## Given problem
Copy out the data below, swapping each "instance" for "occurrence" and keeping everything else the same.

[start]

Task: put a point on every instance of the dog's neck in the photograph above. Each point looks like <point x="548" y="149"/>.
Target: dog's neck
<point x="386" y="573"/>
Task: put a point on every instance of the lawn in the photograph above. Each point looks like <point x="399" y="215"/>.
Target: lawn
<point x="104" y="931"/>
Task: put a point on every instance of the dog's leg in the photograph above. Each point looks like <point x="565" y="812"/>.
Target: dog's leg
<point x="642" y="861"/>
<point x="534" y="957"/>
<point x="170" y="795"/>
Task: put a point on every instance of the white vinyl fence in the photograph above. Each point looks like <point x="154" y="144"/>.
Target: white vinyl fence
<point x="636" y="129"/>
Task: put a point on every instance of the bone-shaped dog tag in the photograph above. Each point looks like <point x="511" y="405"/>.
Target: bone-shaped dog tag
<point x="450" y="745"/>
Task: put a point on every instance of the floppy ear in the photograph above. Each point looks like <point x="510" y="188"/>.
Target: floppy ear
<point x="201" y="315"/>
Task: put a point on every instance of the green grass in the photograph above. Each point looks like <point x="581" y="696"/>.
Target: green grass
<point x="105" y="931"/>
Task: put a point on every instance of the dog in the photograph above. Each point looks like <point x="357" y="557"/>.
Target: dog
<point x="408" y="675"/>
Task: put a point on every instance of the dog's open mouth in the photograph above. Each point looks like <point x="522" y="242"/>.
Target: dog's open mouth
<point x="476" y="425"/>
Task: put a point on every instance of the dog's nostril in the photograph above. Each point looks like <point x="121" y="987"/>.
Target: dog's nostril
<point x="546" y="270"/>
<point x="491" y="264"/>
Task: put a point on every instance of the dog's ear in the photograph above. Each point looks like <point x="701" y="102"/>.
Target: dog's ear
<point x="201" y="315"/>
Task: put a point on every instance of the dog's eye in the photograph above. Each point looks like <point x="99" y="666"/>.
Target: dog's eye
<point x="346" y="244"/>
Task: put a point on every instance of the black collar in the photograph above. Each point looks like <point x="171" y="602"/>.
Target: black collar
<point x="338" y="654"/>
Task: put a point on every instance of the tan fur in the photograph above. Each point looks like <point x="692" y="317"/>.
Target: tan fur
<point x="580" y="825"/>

[end]

## Expected answer
Task: put a point on every occurrence of the dog's neck in the photograph above. Each point looks like <point x="548" y="149"/>.
Target: dog's neck
<point x="386" y="573"/>
Task: put a point on every occurrence of the lawn in the photograph above. Each point looks like <point x="399" y="215"/>.
Target: lawn
<point x="104" y="931"/>
Task: put a point on every occurrence of the dog's leg in the photograph above. Each point looks like <point x="565" y="812"/>.
Target: dog's leg
<point x="642" y="861"/>
<point x="534" y="957"/>
<point x="170" y="795"/>
Task: put a point on every occurrence of the white vinyl fence in the photograph above. Each point looks like <point x="154" y="144"/>.
Target: white vinyl fence
<point x="636" y="129"/>
Task: put a point on every occurrence of the bone-shaped dog tag in the photograph above. Each point looks like <point x="511" y="405"/>.
Target: bone-shaped dog tag
<point x="450" y="745"/>
Task: put a point on every occurrence of the floppy ear in the photograph above. Each point looks like <point x="510" y="188"/>.
Target: floppy ear
<point x="201" y="315"/>
Task: put a point on every occurrence of the green grass in the photograph above. Each point looks like <point x="581" y="696"/>.
Target: green grass
<point x="105" y="931"/>
Task: put a point on every occurrence of the dog in the photograph above. Each point looks like <point x="357" y="557"/>.
Target: dog
<point x="408" y="675"/>
Task: put a point on every occurrence of the dog's open mouth in the photograph above. Each point looks like <point x="522" y="242"/>.
Target: dog's open mouth
<point x="476" y="425"/>
Task: put a point on every occurrence of the dog's nostril in the photograph above. Each point looks like <point x="121" y="987"/>.
Target: dog's nostril
<point x="546" y="270"/>
<point x="491" y="264"/>
Task: put a point on every occurrence of the dog's ear in the photograph above. Each point looks like <point x="701" y="102"/>.
Target: dog's ear
<point x="201" y="315"/>
Task: put a point on every occurrence of the dog's eye in the photograph above. Each point looks like <point x="99" y="666"/>.
Target: dog's eye
<point x="346" y="244"/>
Task: put a point on every occurrence of the black collar in the photograph above. Each point looks like <point x="171" y="602"/>.
Target: black collar
<point x="338" y="654"/>
Task: put a point on every occurrence of the tan fur in the photograph above. Each point looks like <point x="692" y="317"/>.
Target: tan fur
<point x="580" y="825"/>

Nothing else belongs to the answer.